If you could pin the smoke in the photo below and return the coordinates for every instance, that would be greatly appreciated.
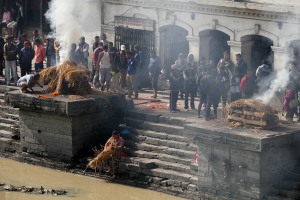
(71, 19)
(276, 81)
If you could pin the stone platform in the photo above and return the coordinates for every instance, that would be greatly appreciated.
(62, 127)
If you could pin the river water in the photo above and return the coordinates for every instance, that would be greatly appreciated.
(78, 187)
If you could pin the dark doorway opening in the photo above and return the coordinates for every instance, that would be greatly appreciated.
(172, 42)
(255, 49)
(213, 44)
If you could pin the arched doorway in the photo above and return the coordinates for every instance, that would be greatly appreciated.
(255, 49)
(293, 51)
(172, 42)
(213, 44)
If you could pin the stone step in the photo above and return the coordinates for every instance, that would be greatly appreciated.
(9, 116)
(168, 143)
(2, 102)
(166, 150)
(163, 136)
(10, 145)
(278, 198)
(9, 121)
(146, 163)
(9, 127)
(10, 110)
(162, 157)
(165, 128)
(9, 135)
(171, 175)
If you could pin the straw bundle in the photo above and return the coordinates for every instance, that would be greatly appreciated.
(67, 78)
(102, 156)
(250, 112)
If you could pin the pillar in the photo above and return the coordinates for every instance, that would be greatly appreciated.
(280, 57)
(235, 47)
(194, 46)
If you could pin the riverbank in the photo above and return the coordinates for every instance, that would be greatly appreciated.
(78, 187)
(78, 167)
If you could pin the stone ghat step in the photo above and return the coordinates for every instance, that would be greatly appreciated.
(2, 102)
(167, 143)
(163, 136)
(162, 157)
(166, 150)
(8, 134)
(278, 198)
(162, 173)
(10, 145)
(6, 120)
(156, 118)
(146, 163)
(9, 127)
(9, 116)
(164, 128)
(10, 110)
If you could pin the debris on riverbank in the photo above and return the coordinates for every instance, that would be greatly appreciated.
(31, 190)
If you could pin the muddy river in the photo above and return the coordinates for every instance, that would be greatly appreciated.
(78, 187)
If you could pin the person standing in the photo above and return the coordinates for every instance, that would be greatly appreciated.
(241, 65)
(85, 49)
(175, 82)
(248, 85)
(189, 82)
(2, 42)
(104, 40)
(235, 92)
(20, 18)
(25, 57)
(50, 52)
(104, 63)
(154, 71)
(40, 55)
(223, 83)
(131, 76)
(5, 19)
(96, 43)
(10, 57)
(123, 66)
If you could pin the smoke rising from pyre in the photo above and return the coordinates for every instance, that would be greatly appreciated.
(71, 19)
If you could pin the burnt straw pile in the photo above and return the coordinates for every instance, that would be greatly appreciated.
(67, 78)
(252, 113)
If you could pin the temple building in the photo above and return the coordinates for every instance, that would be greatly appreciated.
(256, 29)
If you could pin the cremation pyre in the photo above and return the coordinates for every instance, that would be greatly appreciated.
(250, 112)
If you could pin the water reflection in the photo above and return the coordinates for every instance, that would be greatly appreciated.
(81, 188)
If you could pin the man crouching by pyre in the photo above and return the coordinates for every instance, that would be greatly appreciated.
(108, 159)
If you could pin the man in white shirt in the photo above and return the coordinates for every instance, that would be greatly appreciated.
(5, 19)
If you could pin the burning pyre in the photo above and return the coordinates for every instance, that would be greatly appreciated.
(250, 112)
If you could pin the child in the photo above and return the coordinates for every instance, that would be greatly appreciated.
(28, 81)
(25, 57)
(175, 85)
(235, 92)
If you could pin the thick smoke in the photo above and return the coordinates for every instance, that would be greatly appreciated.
(277, 81)
(71, 19)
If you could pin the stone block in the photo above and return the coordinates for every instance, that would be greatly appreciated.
(147, 164)
(134, 168)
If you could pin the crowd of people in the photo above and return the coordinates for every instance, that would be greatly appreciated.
(214, 82)
(122, 70)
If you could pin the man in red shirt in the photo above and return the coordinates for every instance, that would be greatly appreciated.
(40, 55)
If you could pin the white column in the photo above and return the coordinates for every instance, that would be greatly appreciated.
(194, 46)
(157, 42)
(280, 57)
(235, 47)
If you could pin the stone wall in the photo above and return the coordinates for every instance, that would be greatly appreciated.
(242, 164)
(63, 128)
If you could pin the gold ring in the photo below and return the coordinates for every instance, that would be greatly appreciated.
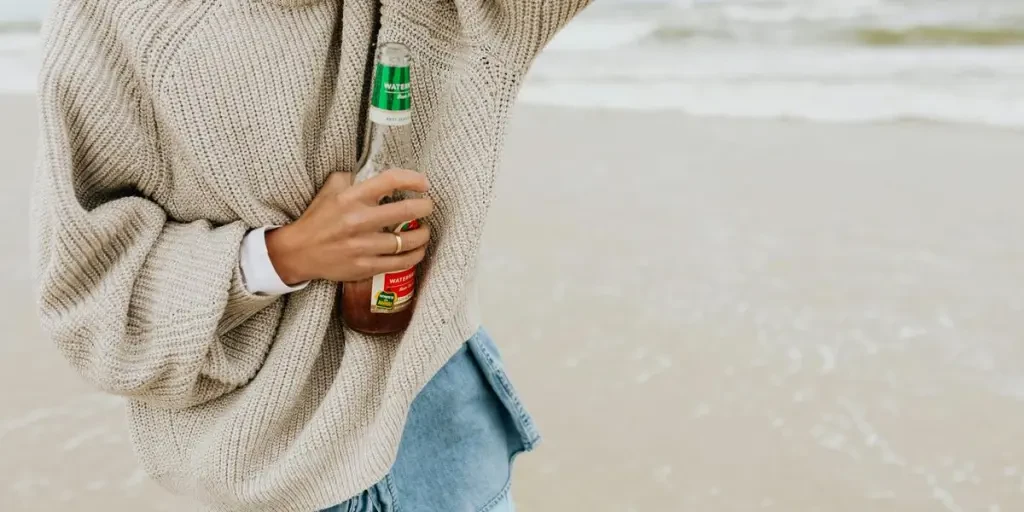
(397, 248)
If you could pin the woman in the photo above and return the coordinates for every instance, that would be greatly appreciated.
(176, 137)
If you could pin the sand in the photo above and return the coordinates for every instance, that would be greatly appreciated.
(702, 314)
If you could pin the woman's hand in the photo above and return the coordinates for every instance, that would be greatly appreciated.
(340, 237)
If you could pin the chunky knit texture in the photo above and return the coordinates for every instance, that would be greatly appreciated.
(170, 129)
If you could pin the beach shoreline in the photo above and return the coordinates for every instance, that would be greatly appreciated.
(701, 313)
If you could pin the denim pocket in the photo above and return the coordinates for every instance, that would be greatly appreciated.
(487, 355)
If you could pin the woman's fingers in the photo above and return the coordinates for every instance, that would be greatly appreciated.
(381, 264)
(375, 218)
(385, 183)
(385, 244)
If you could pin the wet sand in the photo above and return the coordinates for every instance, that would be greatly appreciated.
(702, 315)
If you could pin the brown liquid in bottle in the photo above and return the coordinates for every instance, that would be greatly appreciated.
(388, 307)
(356, 314)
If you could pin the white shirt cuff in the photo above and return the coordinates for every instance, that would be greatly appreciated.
(257, 269)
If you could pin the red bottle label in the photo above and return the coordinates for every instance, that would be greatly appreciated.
(393, 292)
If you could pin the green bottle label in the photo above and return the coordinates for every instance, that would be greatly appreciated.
(392, 98)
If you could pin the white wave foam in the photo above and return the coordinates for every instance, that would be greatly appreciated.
(598, 35)
(821, 84)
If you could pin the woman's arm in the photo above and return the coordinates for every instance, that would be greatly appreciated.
(520, 28)
(141, 305)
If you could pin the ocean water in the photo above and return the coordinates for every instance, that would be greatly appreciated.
(842, 60)
(834, 60)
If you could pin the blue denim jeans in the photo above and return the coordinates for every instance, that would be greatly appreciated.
(464, 430)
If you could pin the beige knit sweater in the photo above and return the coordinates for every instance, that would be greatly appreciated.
(170, 128)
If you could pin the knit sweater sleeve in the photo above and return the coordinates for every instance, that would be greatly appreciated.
(140, 304)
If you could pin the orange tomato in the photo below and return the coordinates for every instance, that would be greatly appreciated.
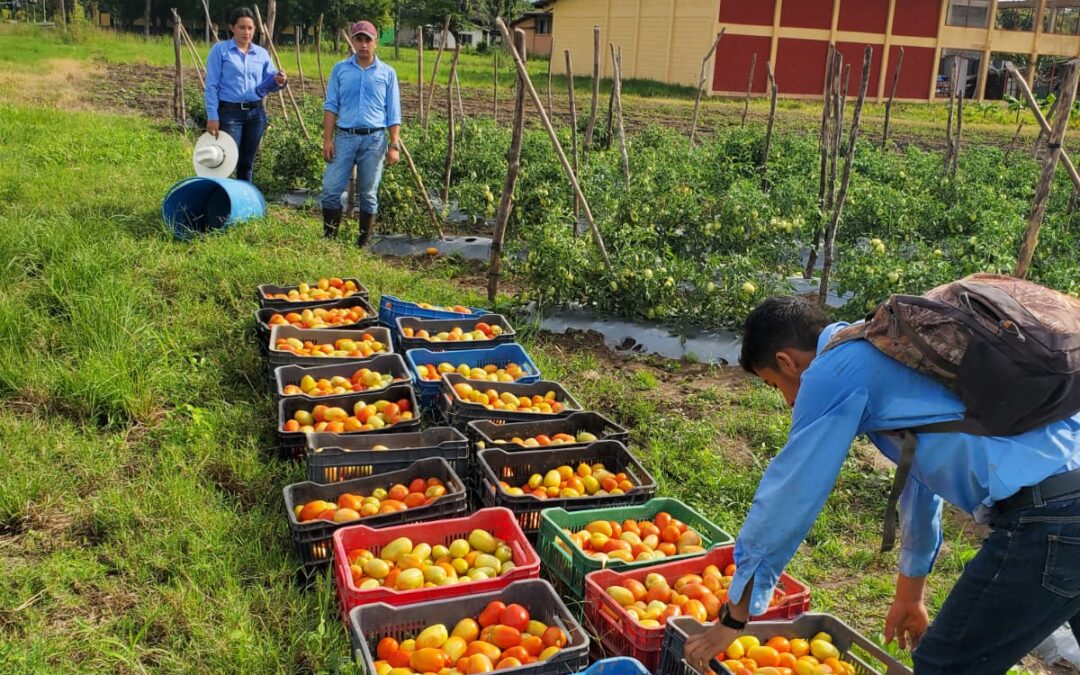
(478, 663)
(515, 617)
(780, 643)
(429, 660)
(501, 636)
(386, 647)
(554, 637)
(532, 645)
(487, 649)
(697, 609)
(508, 662)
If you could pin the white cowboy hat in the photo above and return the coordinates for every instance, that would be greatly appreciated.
(215, 158)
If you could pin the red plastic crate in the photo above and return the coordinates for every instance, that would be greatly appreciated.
(499, 522)
(621, 635)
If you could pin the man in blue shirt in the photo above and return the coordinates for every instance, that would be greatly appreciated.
(1024, 582)
(362, 109)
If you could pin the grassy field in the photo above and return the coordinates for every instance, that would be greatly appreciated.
(142, 524)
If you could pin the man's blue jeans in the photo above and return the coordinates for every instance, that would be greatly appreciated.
(367, 153)
(1021, 586)
(246, 127)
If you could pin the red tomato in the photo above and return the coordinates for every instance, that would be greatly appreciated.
(515, 616)
(491, 613)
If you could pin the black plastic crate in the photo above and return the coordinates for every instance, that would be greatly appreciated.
(369, 623)
(853, 647)
(496, 464)
(485, 433)
(295, 441)
(320, 336)
(262, 315)
(458, 414)
(265, 289)
(333, 458)
(439, 325)
(313, 540)
(391, 364)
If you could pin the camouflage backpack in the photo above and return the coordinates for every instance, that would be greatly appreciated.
(1009, 348)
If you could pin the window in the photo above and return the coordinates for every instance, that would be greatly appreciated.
(969, 13)
(1064, 21)
(1016, 15)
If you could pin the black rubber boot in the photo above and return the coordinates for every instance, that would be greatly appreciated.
(366, 228)
(332, 219)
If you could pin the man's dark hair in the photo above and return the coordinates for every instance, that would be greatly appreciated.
(240, 13)
(783, 322)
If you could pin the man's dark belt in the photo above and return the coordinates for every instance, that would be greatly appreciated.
(361, 131)
(228, 105)
(1051, 489)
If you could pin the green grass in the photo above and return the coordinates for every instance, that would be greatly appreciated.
(142, 524)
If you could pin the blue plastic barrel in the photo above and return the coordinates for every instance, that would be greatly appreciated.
(203, 204)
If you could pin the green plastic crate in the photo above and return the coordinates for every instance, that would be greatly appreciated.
(571, 567)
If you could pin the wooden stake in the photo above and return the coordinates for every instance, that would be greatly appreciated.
(1054, 143)
(288, 90)
(524, 73)
(701, 84)
(948, 125)
(461, 105)
(1043, 124)
(574, 124)
(179, 108)
(194, 56)
(750, 86)
(842, 193)
(423, 190)
(319, 54)
(271, 21)
(419, 79)
(892, 94)
(610, 127)
(596, 93)
(959, 130)
(617, 95)
(210, 28)
(772, 120)
(551, 55)
(434, 71)
(824, 143)
(513, 166)
(299, 66)
(836, 131)
(449, 122)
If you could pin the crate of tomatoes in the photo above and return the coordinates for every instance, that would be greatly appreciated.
(628, 609)
(811, 643)
(524, 628)
(416, 563)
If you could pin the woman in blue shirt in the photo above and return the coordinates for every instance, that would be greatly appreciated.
(239, 75)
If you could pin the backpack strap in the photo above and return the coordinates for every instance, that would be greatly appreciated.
(907, 443)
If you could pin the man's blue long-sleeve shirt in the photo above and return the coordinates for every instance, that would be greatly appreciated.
(364, 97)
(235, 77)
(854, 389)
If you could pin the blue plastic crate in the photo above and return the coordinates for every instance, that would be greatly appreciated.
(618, 665)
(391, 308)
(499, 355)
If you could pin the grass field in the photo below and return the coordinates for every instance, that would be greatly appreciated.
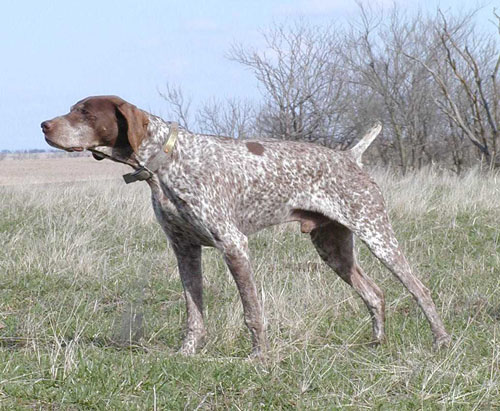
(92, 312)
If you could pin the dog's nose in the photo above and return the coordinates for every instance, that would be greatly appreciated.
(46, 126)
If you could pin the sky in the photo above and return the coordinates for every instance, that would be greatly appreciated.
(54, 53)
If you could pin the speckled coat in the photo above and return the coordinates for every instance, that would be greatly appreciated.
(215, 191)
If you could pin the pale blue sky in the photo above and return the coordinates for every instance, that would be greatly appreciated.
(53, 53)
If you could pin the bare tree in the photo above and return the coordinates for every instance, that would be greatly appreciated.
(375, 54)
(466, 72)
(179, 106)
(231, 117)
(301, 79)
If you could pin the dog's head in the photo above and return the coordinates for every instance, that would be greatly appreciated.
(103, 122)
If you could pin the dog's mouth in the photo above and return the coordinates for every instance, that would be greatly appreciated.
(70, 149)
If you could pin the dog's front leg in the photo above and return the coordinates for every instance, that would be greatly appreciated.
(236, 256)
(189, 262)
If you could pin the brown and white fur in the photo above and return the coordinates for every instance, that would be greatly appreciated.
(215, 191)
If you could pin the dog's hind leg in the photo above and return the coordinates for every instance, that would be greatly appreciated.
(334, 243)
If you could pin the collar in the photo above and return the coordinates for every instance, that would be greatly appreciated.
(146, 171)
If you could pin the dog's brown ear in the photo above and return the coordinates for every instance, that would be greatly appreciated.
(137, 122)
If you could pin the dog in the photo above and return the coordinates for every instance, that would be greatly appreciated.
(215, 191)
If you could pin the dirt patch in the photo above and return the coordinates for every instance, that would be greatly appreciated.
(58, 170)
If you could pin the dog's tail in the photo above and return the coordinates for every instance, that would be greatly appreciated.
(358, 150)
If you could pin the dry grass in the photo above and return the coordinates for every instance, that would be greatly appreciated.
(48, 169)
(85, 268)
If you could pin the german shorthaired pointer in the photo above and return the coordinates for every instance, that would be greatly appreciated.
(215, 191)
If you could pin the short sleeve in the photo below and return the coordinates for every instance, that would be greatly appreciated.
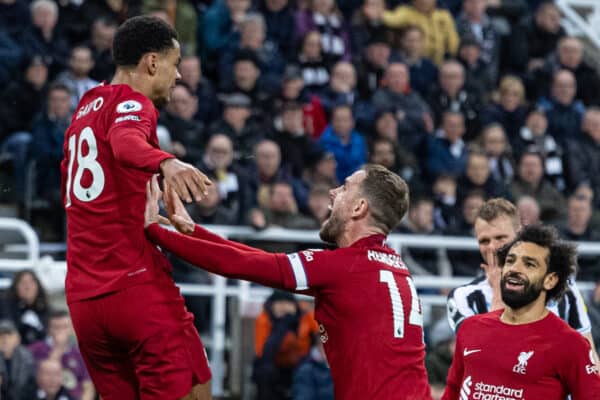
(314, 269)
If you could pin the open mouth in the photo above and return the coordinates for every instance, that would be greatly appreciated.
(514, 284)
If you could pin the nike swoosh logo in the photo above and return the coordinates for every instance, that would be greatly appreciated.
(467, 352)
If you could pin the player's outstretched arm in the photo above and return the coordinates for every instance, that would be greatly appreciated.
(184, 179)
(181, 220)
(219, 258)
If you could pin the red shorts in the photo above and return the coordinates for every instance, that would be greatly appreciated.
(140, 343)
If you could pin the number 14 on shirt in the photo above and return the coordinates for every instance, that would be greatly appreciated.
(415, 317)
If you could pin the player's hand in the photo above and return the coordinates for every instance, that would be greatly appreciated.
(493, 272)
(153, 195)
(178, 215)
(186, 180)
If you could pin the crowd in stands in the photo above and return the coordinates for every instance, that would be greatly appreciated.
(281, 100)
(39, 358)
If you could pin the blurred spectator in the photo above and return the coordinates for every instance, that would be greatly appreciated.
(478, 74)
(569, 56)
(495, 145)
(325, 17)
(583, 157)
(341, 88)
(14, 17)
(22, 99)
(43, 37)
(321, 170)
(185, 131)
(296, 147)
(279, 17)
(60, 346)
(371, 64)
(312, 64)
(71, 22)
(593, 304)
(116, 10)
(463, 261)
(386, 152)
(529, 211)
(233, 193)
(366, 23)
(439, 355)
(534, 136)
(423, 72)
(102, 35)
(238, 123)
(47, 151)
(474, 22)
(312, 378)
(265, 170)
(412, 113)
(419, 221)
(17, 365)
(191, 74)
(10, 57)
(447, 152)
(533, 39)
(477, 176)
(281, 210)
(578, 229)
(49, 381)
(253, 37)
(247, 79)
(438, 25)
(452, 95)
(221, 24)
(510, 110)
(76, 78)
(530, 181)
(445, 212)
(283, 335)
(347, 144)
(563, 111)
(318, 202)
(26, 304)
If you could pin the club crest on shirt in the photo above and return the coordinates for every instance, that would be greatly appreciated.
(521, 366)
(592, 368)
(128, 106)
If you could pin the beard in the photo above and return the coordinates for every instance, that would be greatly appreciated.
(518, 299)
(331, 228)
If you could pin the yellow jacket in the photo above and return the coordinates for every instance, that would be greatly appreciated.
(440, 33)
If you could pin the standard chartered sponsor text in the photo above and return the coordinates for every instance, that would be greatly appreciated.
(484, 391)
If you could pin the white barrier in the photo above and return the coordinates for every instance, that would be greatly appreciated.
(246, 293)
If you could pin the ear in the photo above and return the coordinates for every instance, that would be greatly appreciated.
(360, 208)
(150, 63)
(550, 281)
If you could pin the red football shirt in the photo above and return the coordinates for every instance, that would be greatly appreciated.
(110, 152)
(365, 303)
(545, 360)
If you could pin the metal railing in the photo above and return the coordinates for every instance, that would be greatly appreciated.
(246, 293)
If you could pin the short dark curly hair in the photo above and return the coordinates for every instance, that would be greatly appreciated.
(562, 256)
(140, 35)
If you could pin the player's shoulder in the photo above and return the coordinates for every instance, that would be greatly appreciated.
(125, 100)
(479, 320)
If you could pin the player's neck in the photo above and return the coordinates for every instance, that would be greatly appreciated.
(532, 312)
(133, 79)
(354, 233)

■ ■ ■

Task prompt:
Would you quote, exactly and only, the lines from the one containing "If you could pin the club" to the end of the entries?

Result:
If you could pin the club crest on shirt in the photo above and return the coordinates for every instance, that would be greatly appreciated.
(521, 366)
(592, 368)
(128, 106)
If you could pin the beard in the photo above and return the coordinates for every instance, that would be greatly appreciated.
(518, 299)
(331, 228)
If you could pin the yellow jacket in the photo above and return the coordinates for every instance, that would be greatly appreciated.
(440, 33)
If you could pin the standard chartered sponsor text in the photo above and return the coordinates for every instance, that would be greatly appreciated.
(484, 391)
If you could pin the white barrier in the photo above and return the coordinates for every instance, that would be greatly appreciated.
(246, 293)
If you could pin the ear in the photo above and return the coordinates for every instance, that would be greatly appreciated.
(360, 208)
(150, 63)
(550, 281)
If you could pin the red football shirt in the photo above and return the coordinates for every instance, that would be greatly appreciated.
(110, 152)
(365, 303)
(545, 360)
If you could pin the metal railing in the photo above and return the coordinates for every instance, that would be greatly appreciated.
(246, 293)
If you could pin the short dark curly hair in the photo above and return the coordinates for every instance, that would be greatly appreciated.
(562, 256)
(140, 35)
If you could pin the player's shoulder in the photo above and return the coordinates for every instance, that would be greatly appreciated.
(125, 100)
(479, 320)
If you could pin the player's neck in the photo above and return the coordinates for every instance, that would be greatly appreciated.
(532, 312)
(133, 79)
(354, 233)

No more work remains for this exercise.